» **Text to read**:

:::

Alonso is the consumate modern champion, a thinker in the car, an opportunistic overtaker, a brilliant defensive driver when needed, a master of wet conditions, and good at nurturing a car with mechanical trouble. More than that, he works with his mechanics and helps the team improve the car. He is very vocal and profuse in thanking his team and motivating the team, kind of the anti-Kimi if you will. Alonso is often compared to Michael Schumacher (7-time champ and winningest F1 driver of all time) in this style of being the complete modern thinking driver. I also like to think its in the style of Alain Prost, the Frenchman four-time world champion and second-winningest F1 driver of all time, who was called the Professor.
Alonso is hungry. He was hired to Ferrari to win championships, replacing Kimi. He has won races - 9 in the three seasons since he arrived to the Scuderia and twice finishing second, but he hasn't delivered the championship. Ferrari is the winningest team of all time in Formula 1. They want and expect the title. And having been in contention into the last race of the season last year, Alonso can taste his third title. The Ferrari this season is strong to start with, he starts the season already a few points ahead of his strongest rival, Vettel at Ferrari's strongest rival Red Bull, and no doubt, Alonso thinks this is finally his year at Ferrari. Again, it doesn't hurt that Massa suffered a team tactical error to fall far behind in the first race, so Alonso can safely be considered the team leader right from the start - Ferrari always operates best when it has a clear primary driver and supporting driver, no matter how much this may sting Massa in his heart.
Finishing second, Alonso the calculating 2 time champ would probably have said, with no hesitation, if forced to nominate who of the five would he prefer to win if he can't win in Melbourne himself, he'd have said yeah, give it to Kimi at Lotus. Lotus would be the 'weakest' of the big 5 in Alonso's mind and that as long as Vettel and Hamilton were behind him, Alonso could take his second place finish at Melbourne as good as a victory. No wonder he was smiling honestly for his second place. Alonso knows his car is fast, Vettel and the Red Bull is not invincible this season, and Kimi's win was mostly due to good strategy - not that the Lotus is inherently faster than the Ferrari. If given a fair fight for the full season, Alonso knows he has the biggest garage of the winningest mechanics with the most humongous development budget behind him. This is why he wanted to become a Ferrari pilot. This is his season to make the dream come true.
LEWIS HAMILTON, Mercedes, 1 Championship, 21 race wins since 2007, Age 28
Lewis has never known anything other than a top-tier car in Formula 1. He joined the circus in 2007 as a McLaren junior team driver and started off at the McLaren and had the most successful rookie season ever, including his maiden win that season. He's known nothing other than McLaren in his whole driving career up until this year, 2013, when he sat into the Mercedes team car. Last year Hamilton won 4 races for McLaren finishing the season at fourth. He has won at least two races every single season he has raced since he started in F1 in 2007. In addition to his Championship in 2008, he finished second in 2007 with a chance to win going into the final race.
A naturally gifted driver, unafraid to take chances, great at overtaking, and able to pull more out of a car than it deserves to give - of the five World Champions on this list, each of their championships by the other four were won in a season when the car won the manufacturer's championship. So Vettel's three championships, Alonso's two, Button's one and Kimi's one championship were all won in a year when their car was the fastest. But Hamilton's world championship in 2008 for McLaren was won in a year when the Ferrari won the constructor's championship as the fastest car. Lewis is raw talent and immense driving capability and is definitely able to pull more out of a car than it reasonably is able to deliver.

:::

» **Dataset excerpt**:
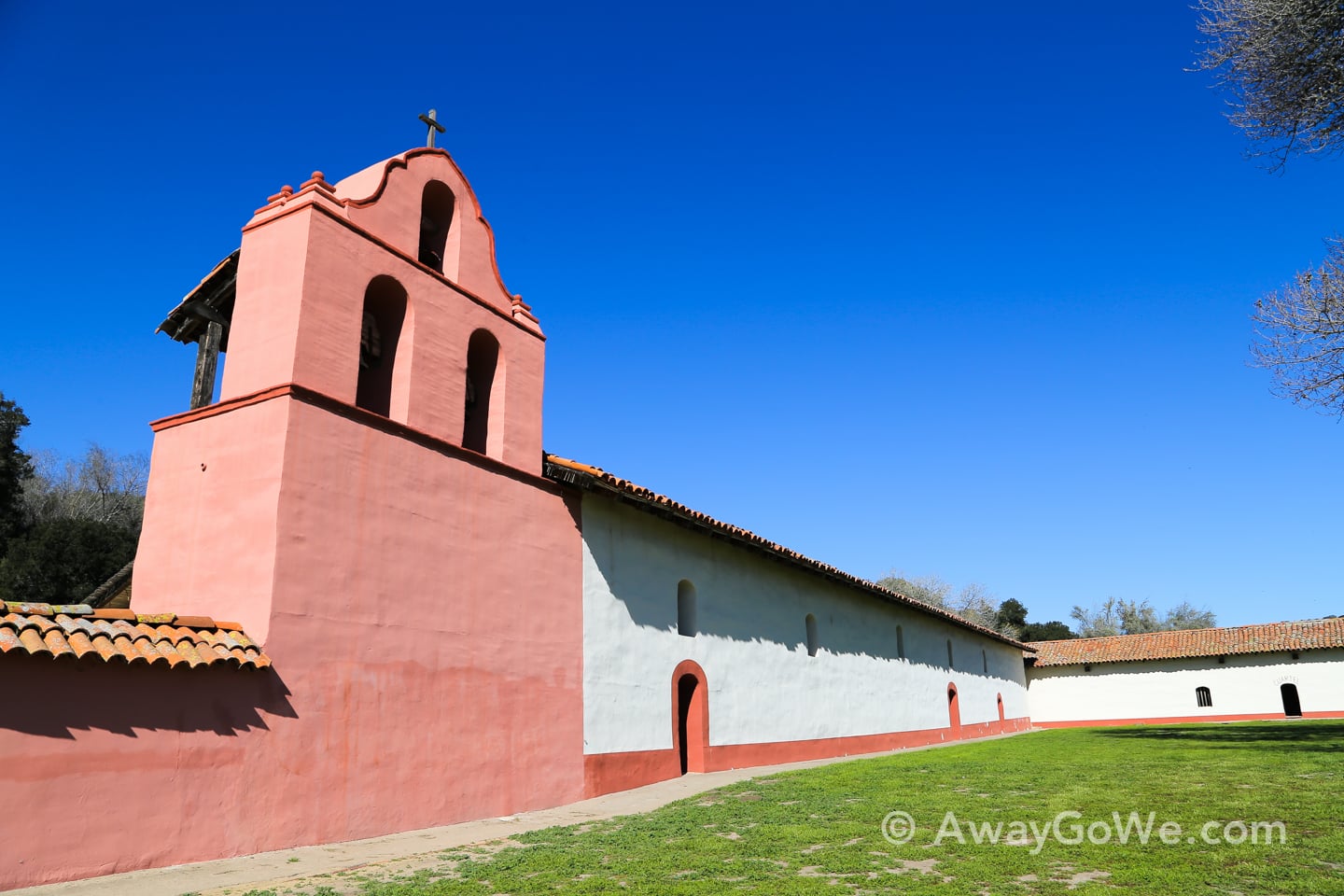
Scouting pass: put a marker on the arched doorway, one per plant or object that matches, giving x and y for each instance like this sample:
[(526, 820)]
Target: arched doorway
[(690, 716), (1292, 706)]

:::

» **Exercise tasks**:
1. In the Formula 1 driver text, can you reproduce word for word the passage starting at "Alonso is the" and ending at "called the Professor."?
2. Answer these from the Formula 1 driver text:
(a) How many races has Alonso won since joining Ferrari?
(b) Which team is Hamilton driving for in 2013?
(c) How many races did Hamilton win for McLaren last year?

» **Responses by task**:
1.
Alonso is the consumate modern champion, a thinker in the car, an opportunistic overtaker, a brilliant defensive driver when needed, a master of wet conditions, and good at nurturing a car with mechanical trouble. More than that, he works with his mechanics and helps the team improve the car. He is very vocal and profuse in thanking his team and motivating the team, kind of the anti-Kimi if you will. Alonso is often compared to Michael Schumacher (7-time champ and winningest F1 driver of all time) in this style of being the complete modern thinking driver. I also like to think its in the style of Alain Prost, the Frenchman four-time world champion and second-winningest F1 driver of all time, who was called the Professor.

2.
(a) 9 races, in the three seasons since he arrived
(b) Mercedes
(c) 4 races